◆ ACTIVITIES:
A. What tool does the CDHW project page say is being used to understand potential barriers?
B. Resume the CDHW project page from the point where it stops.

◆ DOCUMENT EXTRACT:
------------------------------------------------

Members below have been added since the start of the CDHW project.

  • Melinda Jenkins, Ph.D., FNP, Associate Professor, Clinical Scholar track, and Informatics Program Specialty Director, in the Division of Advanced Nursing Practice at the Rutgers School of Nursing.
  • Tracy R. Vitale, Ph.D, DNP, RNC-OB, C-EFM, NE-BC, Assistant Professor, Rutgers School of Nursing
  • Katelyn (Katie) Roman, MPH, the New Jersey State Cancer Registry (NJCSR)


  • Antoine R. Trammell, MD, MPH, School of Medicine, Emory University
  • Adaora Ntukogu, senior at Emory University pursuing a B.A. in Human Health with a Pre-Medicine concentration

MIT Sloan School of Management

  • David Rand, PhD, Erwin H. Schell Professor and Associate Professor of Management Science and Brain and Cognitive Sciences at MIT Sloan School of Management.

University of Regina, Saskatchewan, Canada

  • Gordon Pennycook, Ph.D., Assistant Professor at University of Regina’s Hill/Levene Schools of Business in Saskatchewan, Canada
  • Christie Newton, BSc, MSc candidate, researcher in the Behavioral Science Lab at University of Regina


  • Darius McDaniel, MSPH, the Center for Disease Control and Prevention


About this Project

The significance of this project is that racial minority populations experience dramatic and persistent inequity in health outcomes and levels of medical mistrust. We posit that understanding perceptions and intentions within racial and ethnic minority groups across a diverse sample is imperative to translate the unprecedented vaccine development advances to vaccination levels necessary to keep us safe (i.e., the social sciences are needed to translate the tremendous advances from bench sciences). We are using online surveys to understand potential barriers and to design interventions to address them, which is among our long-term objectives. We are also interested in how perceptions (e.g., mistrust, discrimination) may influence health behaviors (e.g., vaccination, cancer screening, and medication behavior).


Results and Findings

Our preliminary analysis showed very little difference between perceptions of Latinx and White respondents concerning COVID-19. This was the case in the Spanish Language version and the English version (using the Mexican American Acculturation Scale) so we dropped Latinx from the subsequent experiments.

------------------------------------------------

[Region pointing data]
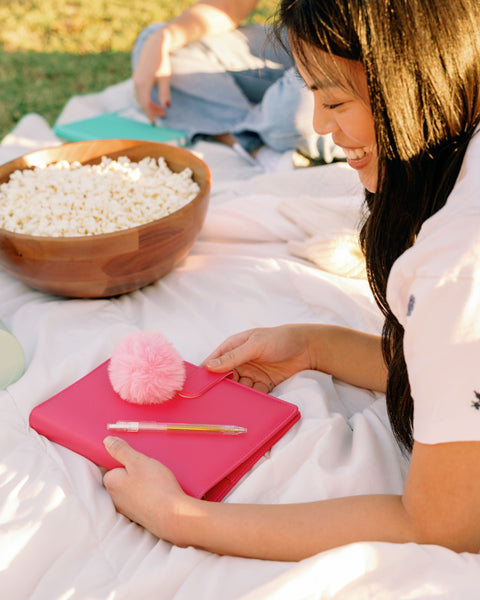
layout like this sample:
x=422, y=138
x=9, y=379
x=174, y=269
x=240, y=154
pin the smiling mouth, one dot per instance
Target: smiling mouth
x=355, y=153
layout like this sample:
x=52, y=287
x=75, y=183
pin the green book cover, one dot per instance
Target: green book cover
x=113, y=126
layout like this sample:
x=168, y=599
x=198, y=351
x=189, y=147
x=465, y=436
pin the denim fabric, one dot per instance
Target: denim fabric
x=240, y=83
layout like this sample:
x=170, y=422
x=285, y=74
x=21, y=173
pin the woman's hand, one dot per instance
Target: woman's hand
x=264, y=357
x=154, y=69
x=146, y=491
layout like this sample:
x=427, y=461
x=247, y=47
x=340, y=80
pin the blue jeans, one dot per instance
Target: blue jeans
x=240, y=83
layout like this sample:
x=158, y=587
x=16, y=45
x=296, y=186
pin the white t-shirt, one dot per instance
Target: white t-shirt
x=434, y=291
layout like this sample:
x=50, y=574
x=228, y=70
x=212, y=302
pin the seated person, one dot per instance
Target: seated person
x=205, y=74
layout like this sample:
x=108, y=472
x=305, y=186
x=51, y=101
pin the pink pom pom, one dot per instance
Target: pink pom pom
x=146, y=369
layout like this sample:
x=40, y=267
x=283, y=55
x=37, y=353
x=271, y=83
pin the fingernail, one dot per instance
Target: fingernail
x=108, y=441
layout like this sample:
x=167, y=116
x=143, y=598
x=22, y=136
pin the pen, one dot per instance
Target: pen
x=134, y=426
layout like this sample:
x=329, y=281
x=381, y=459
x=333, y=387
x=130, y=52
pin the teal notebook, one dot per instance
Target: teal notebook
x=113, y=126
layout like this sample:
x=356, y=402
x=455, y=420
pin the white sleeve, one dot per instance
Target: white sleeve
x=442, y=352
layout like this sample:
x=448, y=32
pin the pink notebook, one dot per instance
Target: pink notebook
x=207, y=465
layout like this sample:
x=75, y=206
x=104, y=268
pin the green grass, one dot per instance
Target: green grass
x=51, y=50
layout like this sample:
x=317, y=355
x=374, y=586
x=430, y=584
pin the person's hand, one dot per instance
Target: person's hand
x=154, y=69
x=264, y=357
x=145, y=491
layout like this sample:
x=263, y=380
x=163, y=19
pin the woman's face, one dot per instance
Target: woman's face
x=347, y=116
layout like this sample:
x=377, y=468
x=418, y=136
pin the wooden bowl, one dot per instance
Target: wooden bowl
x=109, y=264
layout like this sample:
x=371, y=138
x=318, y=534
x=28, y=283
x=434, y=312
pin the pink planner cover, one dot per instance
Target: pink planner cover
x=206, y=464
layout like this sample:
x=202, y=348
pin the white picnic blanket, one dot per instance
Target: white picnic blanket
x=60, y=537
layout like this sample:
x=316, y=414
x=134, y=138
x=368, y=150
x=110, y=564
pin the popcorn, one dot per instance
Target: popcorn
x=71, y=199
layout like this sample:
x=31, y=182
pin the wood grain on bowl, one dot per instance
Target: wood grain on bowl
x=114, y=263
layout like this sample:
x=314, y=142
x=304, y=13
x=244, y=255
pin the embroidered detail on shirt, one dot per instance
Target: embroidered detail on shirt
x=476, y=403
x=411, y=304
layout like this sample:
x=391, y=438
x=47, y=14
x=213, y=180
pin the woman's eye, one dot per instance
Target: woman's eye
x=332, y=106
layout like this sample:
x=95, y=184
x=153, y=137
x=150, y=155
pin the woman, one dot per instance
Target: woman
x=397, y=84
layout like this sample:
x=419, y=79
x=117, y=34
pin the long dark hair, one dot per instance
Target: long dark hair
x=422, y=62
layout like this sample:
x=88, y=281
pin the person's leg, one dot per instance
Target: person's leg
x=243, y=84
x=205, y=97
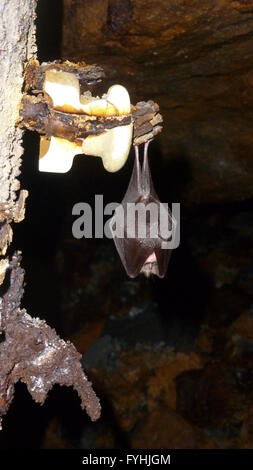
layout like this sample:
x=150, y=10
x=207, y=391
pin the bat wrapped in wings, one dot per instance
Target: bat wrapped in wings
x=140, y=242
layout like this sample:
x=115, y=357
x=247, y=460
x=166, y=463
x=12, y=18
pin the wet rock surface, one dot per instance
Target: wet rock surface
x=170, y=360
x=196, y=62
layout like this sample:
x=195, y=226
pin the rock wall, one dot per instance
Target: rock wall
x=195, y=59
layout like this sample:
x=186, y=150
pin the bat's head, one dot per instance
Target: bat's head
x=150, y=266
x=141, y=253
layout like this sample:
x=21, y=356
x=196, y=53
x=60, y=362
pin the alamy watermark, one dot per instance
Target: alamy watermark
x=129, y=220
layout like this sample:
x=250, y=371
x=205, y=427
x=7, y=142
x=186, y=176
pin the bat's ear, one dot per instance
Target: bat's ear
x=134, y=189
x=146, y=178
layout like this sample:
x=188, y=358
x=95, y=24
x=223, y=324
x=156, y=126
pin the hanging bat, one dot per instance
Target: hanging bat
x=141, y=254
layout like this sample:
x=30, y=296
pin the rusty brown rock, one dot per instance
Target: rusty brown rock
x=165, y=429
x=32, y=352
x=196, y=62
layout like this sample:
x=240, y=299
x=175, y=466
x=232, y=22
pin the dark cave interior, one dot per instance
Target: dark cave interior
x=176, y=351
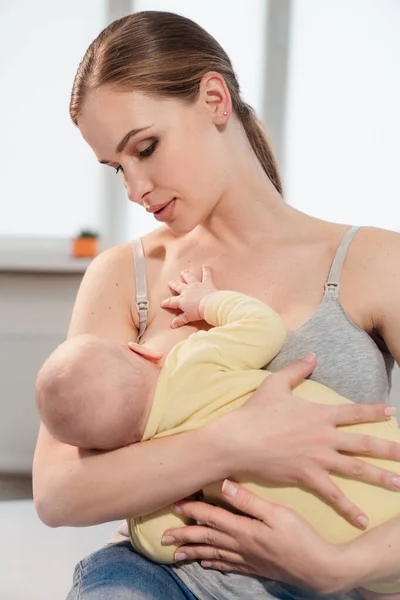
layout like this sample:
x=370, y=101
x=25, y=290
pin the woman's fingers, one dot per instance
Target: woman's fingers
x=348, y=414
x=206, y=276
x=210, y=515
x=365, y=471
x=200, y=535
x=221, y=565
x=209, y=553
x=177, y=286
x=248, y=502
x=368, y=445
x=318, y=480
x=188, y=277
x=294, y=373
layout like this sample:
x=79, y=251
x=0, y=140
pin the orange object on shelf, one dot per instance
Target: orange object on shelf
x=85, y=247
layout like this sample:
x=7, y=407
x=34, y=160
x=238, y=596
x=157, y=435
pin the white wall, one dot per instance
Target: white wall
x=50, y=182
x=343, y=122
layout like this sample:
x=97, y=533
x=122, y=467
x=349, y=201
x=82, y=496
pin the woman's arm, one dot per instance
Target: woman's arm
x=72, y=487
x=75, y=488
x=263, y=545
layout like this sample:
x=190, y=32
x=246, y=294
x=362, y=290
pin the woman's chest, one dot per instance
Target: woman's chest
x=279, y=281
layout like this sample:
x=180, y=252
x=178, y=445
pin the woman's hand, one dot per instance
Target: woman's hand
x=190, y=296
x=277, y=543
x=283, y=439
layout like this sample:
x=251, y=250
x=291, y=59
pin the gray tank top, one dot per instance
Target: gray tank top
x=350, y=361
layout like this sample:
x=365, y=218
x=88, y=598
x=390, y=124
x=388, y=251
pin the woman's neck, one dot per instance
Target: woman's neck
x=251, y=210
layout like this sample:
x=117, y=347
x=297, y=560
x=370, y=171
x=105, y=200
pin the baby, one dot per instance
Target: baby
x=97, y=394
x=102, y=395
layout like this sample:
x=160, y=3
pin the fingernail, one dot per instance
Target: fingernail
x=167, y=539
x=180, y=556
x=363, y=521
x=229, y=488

------------------------------------------------

◆ ANSWERS TO THE TASKS:
A. Online surveys.

B.
We have found strong correlations for Black respondents for factors in the African American Acculturation Scale (AAAS-R) and COVID-19 perceptions:

1. Strong correlation where less acculturated participants have more negative vaccine attitudes

a. this relationship is fully mediated by suspicion of the healthcare system (and partially mediated by support subscale of the healthcare trust scale)

2. Exploratory analysis finds that less acculturated participants are more likely to have had self/family/friends hospitalized due to COVID – showing differential exposure to harm from COVID 


Next Steps

We have revised the online survey to explore the connection between cultural beliefs/practices and COVID-19 vaccine hesitancy among Black Americans. During spring 2021 we will solicit respondents and use our observations to develop messaging interventions that will help address misinformation or disinformation that may be informing the COVID-19 vaccine perceptions and beliefs among Black Americans.

We will also explore the degree to which structural factors are influencing access to vaccination. This is particularly important in light of the dramatic racial inequities associated with COVID-19, which will only amplify persistent inequity if Black Americans do not have equal access to vaccination.


Long term we see our work informing future investigations to address COVID-19 vaccination inequities and target messaging accordingly (e.g., rural conservative voters, rural older adults, etc.)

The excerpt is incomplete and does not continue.